AUFGABE A →
Stimmen die Aussagen (i) bis (iii) mit dem Text über das Muharrem-Fasten der Aleviten überein? Antworte jeweils mit Ja oder Nein und zitiere die entscheidenden Worte des Textes wörtlich.
(i) Hz. Hüseyin wurde im Jahr 680 n. Chr. in Kerbela ermordet.
(ii) Das Wort Aşure bedeutet auf Arabisch „Trauer“.
(iii) Nach der alevitischen Lehre wird dieses Fasten erst seit Hz. Muhammed ausgeübt.
AUFGABE B → Schreibe den Text über das Muharrem-Fasten der Aleviten im Anschluss an seinen letzten Satz weiter.
=== TEXTAUSZUG ===
Warum Fasten die Aleviten im Monat Muharrem?
Das Muharrem Fasten im Alevitentum hat -neben den oben erwähnten Gründen- auch einen geschichtlichen Hintergrund. Nach der alevitischen Lehre (Mythologie) wurde dieses Fasten schon seit dem ersten Propheten (Hz. Adam) bis zum Letzten Propheten (Hz. Muhammed) ausgeübt.
Heute wird als Ausdruck der Trauer um Hz. Hüseyin –dem Enkelkind des Propheten Hz. Muhammed- gefastet. Dieser wurde in Kerbela (im heutigen Irak) von dem Herrscher der Umayyaden Dynastie (Yezit) im Jahre 680 n. Chr. auf grausame Weise ermordet. Durch das Trauerfasten versuchen die Aleviten das Leid Hz. Hüseyin´s nachzuempfinden.
Die Fastenzeit ist ein Zeitraum, ein Prozess in dem der Mensch in sich kehrt und eine Rechenschaft mit sich selbst ablegt. Denn nur dadurch kann ein Mensch sich selbst wirklich erkennen /verwirklichen bzw. zur Selbsterkenntnis gelangen.
Imam Hüseyin hat in Kerbela ein Kampf gegen die Ungerechtigkeit und das Böse geführt. Deshalb symbolisiert das Muharrem Fasten in seinem Namen die Verehrung des Guten, der humanistischen Werte und der Gerechtigkeit, wobei es den Bösen verdammt.
Die Bedeutung der Aschura (Süßspeise) für die Aleviten
Das Wort Aşure (Aschura) kommt aus dem arabischen und bedeutet Zehn. Damit ist auch der zehnte Tag des islamischen Monats Muharrem gemeint. Für die Aleviten und Schiiten ist es der Gedenktag an Imam Hüseyins Tod in Kerbela, daher ist dies ein bedeutender Tag für die Aleviten, an dem sie die Süßspeise Aschura zubereiten.
=== GEGEBENE DATEN ===
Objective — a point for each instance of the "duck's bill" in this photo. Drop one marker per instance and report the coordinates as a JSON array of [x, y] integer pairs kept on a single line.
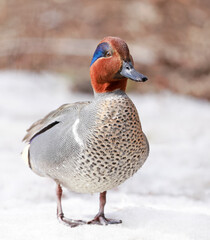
[[129, 71]]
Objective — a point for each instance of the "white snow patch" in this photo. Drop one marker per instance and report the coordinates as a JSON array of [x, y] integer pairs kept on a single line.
[[168, 199]]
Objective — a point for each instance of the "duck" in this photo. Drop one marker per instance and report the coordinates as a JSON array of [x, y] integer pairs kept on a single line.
[[92, 146]]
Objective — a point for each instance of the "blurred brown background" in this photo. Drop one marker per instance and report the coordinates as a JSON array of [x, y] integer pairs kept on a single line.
[[169, 40]]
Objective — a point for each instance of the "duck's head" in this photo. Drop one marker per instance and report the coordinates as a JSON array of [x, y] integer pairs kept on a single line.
[[112, 65]]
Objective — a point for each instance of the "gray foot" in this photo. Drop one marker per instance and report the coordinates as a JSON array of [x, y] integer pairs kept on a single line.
[[70, 222]]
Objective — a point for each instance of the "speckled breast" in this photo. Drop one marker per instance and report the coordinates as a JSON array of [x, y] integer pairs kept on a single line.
[[115, 148]]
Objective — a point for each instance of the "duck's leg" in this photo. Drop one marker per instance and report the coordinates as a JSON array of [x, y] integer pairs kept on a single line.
[[100, 217], [60, 215]]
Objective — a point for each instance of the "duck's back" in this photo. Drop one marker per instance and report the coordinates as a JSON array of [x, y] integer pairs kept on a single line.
[[93, 148]]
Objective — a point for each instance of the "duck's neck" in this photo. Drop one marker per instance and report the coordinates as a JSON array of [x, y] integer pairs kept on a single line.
[[108, 86]]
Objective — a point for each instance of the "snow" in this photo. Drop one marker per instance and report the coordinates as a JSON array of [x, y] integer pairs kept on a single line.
[[169, 198]]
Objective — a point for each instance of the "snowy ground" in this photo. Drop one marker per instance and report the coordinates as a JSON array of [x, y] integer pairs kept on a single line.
[[169, 198]]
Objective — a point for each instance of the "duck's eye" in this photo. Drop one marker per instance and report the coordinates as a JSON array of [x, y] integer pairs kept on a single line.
[[108, 54]]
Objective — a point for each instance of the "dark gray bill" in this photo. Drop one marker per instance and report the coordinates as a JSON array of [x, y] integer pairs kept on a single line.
[[128, 71]]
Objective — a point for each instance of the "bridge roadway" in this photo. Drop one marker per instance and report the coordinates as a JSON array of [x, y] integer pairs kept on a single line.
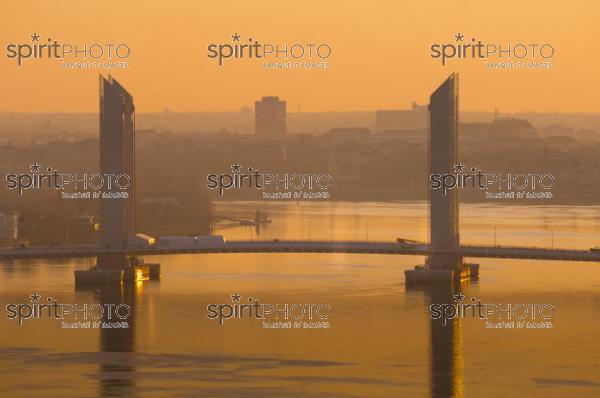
===
LÖSUNG A →
(i) Ja: „Dieser wurde in Kerbela (im heutigen Irak) von dem Herrscher der Umayyaden Dynastie (Yezit) im Jahre 680 n. Chr. auf grausame Weise ermordet.“
(ii) Nein: „Das Wort Aşure (Aschura) kommt aus dem arabischen und bedeutet Zehn.“
(iii) Nein: „wurde dieses Fasten schon seit dem ersten Propheten (Hz. Adam) bis zum Letzten Propheten (Hz. Muhammed) ausgeübt“

LÖSUNG B →
Es gibt Erzählungen darüber, dass auch viele vorislamische Völker (wie z.B. die Israeliten) an diesem Tag gefastet haben. Man sagt, dass an diesem Tag auch viele weltverändernde Ereignisse geschahen, die vor allem mit der Rettung vieler Propheten von (in?) schwierigen Situationen verbunden werden. Nach alevitischer Lehre geht eines dieser Mythologien sogar auf Noah zurück. Man glaubt, dass Noah von der großen Sintflut an diesem Tag gerettet wurde. Worauf er zum ersten Mal die Suppe Aschura mit den letzten Resten seiner Vorräte als Dankbarkeit zubereitet habe.
Aschura ist eine Süßspeise, die heutzutage mehr im Mittleren Osten und Anatolien nach dem Muharrem Fasten zubereitet wird. Als Symbol des Gedenkens an die 12 Imame enthält es mindestens 12 Zutaten wie z. B. Weizen, Bohnen, getrocknete Feigen, Aprikosen, Wallnüsse etc. Die Süßspeise wird als Zeichen der Dankbarkeit und Nächstenliebe unter den Nachbarn und Bekannten verteilt.
Aschura symbolisiert bei den Aleviten sowohl die Verbundenheit an Imam Hüseyin, an Ehlibeyt (die Familie des Propheten Muhammed), an die 12 Imame als auch das Gefühl der Brüderlichkeit und den Frieden. Ausserdem kommt noch eine weitere besonders wichtige Bedeutung hinzu. Asura dient zum Ausdruck der Dankbarkeit, da Zeynel Abidin, der Sohn von Imam Hüseyin (Urenkel des Propheten) trotz seiner Krankheit in der Schlacht in Kerbela, in der sein Vater gestorben war, überlebt hatte. Durch ihn konnten die Nachfahren (12 Imame) des Propheten weitergeführt werden.